Task brief:
Reproduce every line of the listing below word for word, omitting the pictures from your answer.
--- start Listed records ---
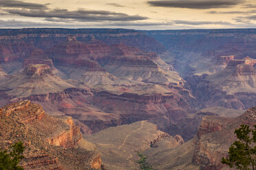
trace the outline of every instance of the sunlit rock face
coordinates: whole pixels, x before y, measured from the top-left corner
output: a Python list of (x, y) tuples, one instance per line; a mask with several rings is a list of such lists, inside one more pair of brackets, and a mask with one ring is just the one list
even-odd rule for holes
[(82, 134), (71, 117), (49, 116), (26, 100), (0, 108), (0, 122), (1, 149), (22, 141), (25, 169), (100, 169), (97, 152), (78, 148)]

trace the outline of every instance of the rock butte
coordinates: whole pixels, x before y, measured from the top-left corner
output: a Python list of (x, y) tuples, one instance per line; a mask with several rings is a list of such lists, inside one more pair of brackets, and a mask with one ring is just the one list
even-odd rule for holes
[(22, 141), (25, 169), (100, 169), (98, 153), (78, 148), (82, 134), (71, 117), (53, 117), (30, 101), (0, 109), (1, 148)]

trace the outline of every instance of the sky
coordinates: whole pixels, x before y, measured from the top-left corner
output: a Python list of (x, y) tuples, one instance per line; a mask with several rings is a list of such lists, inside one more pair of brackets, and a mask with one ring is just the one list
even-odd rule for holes
[(256, 28), (256, 0), (0, 0), (0, 28)]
--- end Listed records ---
The output:
trace the outline of every instance of the sunlit rock face
coordinates: whole pixels, x before y, measured from the top-left corner
output: a Python list of (x, y) tuples, one instance per line; a mask with several rings is a list of such lists, inside one more pair of brackets, and a mask with one ring is just the one list
even-odd rule for holes
[(82, 134), (71, 117), (49, 116), (26, 100), (0, 108), (0, 122), (1, 149), (22, 141), (25, 169), (100, 169), (97, 152), (78, 148)]

trace the outline of every instance of the rock butte
coordinates: whole pixels, x before y, measured from the top-left corner
output: a Python list of (x, y) tuples, one instance per line; a mask with several rings is a list of such lists, inside one more pair of brackets, and a mask with one ring is just the one list
even-odd rule for holes
[(22, 141), (25, 169), (100, 169), (98, 153), (78, 148), (82, 134), (71, 117), (53, 117), (30, 101), (0, 109), (1, 148)]

trace the outline of every instance of the sky
coordinates: whole pixels, x before y, measured from the top-left corner
output: a Python list of (x, y) tuples, one instance per line; a mask with several rings is a list of such lists, inside one more pair of brackets, and a mask with one ring is just the one list
even-odd rule for holes
[(256, 28), (256, 0), (0, 0), (0, 28)]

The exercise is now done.